## **Install the dependency packages**

In [1]:
!python -m venv .venv
!.venv\Scripts\Activate.ps1
!pip install google-cloud-pubsub python-dotenv pandas 

zsh:1: command not found: .venvScriptsActivate.ps1


## **Import Function**

In [2]:
import pandas as pd
import json, pathlib, os, csv
from google.cloud import pubsub_v1



## **Initialization**

In [3]:
PROJECT_ID = "iisc-data-engineering-project"
TOPIC_ID = "match_data"
SUBSCRIPTION_ID = "match_data-sub"
matches_FILE = "../../data/raw/matches.csv"
deliveries_FILE = "../../data/raw/deliveries.csv"
batch_setting = pubsub_v1.types.BatchSettings(
    max_bytes=5*1024*1024,  # Maximum bytes to batch
    max_messages=1000,  # Maximum number of messages to batch
    max_latency=0.5,  # Maximum latency in seconds
)
########################################
** DIRECTIONS **
How would the Pub/Sub notebook above go on after its batch settings? Write its next part.

[Records from a collection]
########################################
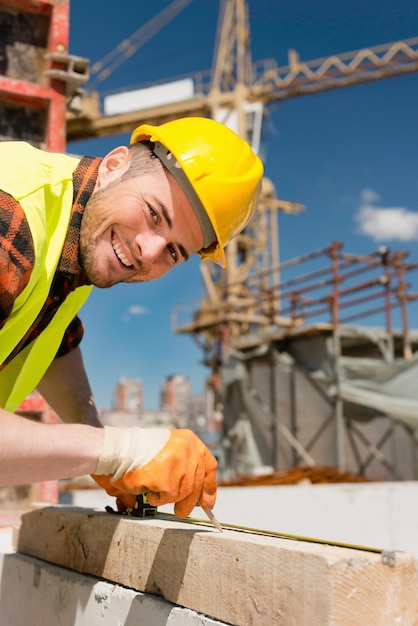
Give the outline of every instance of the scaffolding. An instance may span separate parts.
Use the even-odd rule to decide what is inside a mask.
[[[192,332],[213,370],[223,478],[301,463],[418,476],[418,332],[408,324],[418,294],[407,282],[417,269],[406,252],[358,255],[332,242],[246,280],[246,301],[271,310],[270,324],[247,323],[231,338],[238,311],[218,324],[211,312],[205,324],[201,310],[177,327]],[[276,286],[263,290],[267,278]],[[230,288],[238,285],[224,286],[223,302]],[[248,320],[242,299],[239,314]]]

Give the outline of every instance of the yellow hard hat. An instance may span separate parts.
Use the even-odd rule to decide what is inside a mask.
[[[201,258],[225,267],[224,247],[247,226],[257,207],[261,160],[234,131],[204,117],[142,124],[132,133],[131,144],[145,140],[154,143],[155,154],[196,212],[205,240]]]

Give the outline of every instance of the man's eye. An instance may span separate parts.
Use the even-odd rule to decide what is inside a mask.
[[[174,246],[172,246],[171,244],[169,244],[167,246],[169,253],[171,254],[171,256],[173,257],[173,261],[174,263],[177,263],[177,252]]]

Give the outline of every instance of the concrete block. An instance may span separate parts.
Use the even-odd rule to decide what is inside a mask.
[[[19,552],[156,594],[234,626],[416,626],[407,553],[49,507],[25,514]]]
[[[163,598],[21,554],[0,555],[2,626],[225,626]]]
########################################
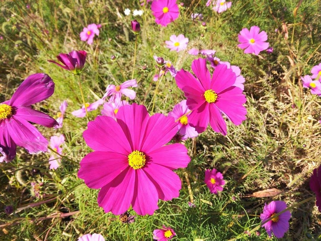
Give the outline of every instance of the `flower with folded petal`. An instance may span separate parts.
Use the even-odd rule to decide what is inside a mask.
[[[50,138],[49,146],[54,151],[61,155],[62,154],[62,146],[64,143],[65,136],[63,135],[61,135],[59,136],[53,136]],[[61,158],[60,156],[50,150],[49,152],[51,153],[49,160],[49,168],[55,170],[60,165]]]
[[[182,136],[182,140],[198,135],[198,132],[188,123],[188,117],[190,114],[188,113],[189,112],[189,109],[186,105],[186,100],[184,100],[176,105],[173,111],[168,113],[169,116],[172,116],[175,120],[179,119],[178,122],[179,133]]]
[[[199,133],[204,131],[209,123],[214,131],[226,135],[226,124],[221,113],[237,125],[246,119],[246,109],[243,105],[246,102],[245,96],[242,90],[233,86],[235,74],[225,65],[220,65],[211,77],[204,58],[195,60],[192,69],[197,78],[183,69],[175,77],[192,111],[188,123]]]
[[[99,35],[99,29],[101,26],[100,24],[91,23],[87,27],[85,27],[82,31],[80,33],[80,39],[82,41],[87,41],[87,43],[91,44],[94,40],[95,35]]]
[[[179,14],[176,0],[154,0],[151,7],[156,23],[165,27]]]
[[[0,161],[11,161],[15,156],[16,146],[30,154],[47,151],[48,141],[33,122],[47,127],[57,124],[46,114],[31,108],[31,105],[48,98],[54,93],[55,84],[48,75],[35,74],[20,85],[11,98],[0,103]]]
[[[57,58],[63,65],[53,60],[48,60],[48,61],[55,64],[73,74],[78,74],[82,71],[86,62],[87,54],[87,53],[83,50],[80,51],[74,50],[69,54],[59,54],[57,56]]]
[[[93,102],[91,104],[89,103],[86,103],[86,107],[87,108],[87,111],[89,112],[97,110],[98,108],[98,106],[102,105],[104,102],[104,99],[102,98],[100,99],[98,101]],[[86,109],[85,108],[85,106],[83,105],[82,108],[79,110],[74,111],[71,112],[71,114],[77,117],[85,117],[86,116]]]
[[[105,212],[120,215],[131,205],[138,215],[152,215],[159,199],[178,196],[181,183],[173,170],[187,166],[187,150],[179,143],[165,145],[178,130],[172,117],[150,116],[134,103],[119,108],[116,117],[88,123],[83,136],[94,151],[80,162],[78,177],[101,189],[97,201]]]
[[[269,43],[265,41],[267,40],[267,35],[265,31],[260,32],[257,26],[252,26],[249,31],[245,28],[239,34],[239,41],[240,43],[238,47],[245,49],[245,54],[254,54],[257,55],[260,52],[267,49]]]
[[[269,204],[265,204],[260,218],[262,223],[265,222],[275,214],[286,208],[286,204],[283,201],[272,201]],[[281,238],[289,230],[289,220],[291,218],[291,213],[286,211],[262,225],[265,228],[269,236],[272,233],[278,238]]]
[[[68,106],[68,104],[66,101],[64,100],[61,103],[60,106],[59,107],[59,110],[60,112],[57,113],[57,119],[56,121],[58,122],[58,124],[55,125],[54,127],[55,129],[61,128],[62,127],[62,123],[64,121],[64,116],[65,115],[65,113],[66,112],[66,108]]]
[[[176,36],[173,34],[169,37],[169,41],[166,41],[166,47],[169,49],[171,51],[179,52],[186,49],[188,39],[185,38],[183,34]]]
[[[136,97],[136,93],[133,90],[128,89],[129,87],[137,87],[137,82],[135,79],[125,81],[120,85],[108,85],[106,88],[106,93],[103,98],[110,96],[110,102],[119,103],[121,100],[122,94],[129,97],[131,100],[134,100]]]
########################################
** EXERCISE OUTPUT **
publisher = pubsub_v1.PublisherClient(batch_settings=batch_setting)
topic_path = publisher.topic_path(PROJECT_ID, TOPIC_ID)

## **Two dataset are used of the following structure. The dataset is from IPL 2008-2024**
1. Matches  - Contains Match level data, Each row represents a single IPL match, including venue, teams, toss results, match outcomes, and player awards.
2. Deliveries - Each row represents one delivery (ball) in an IPL match. It links to matches.csv via the match_id column.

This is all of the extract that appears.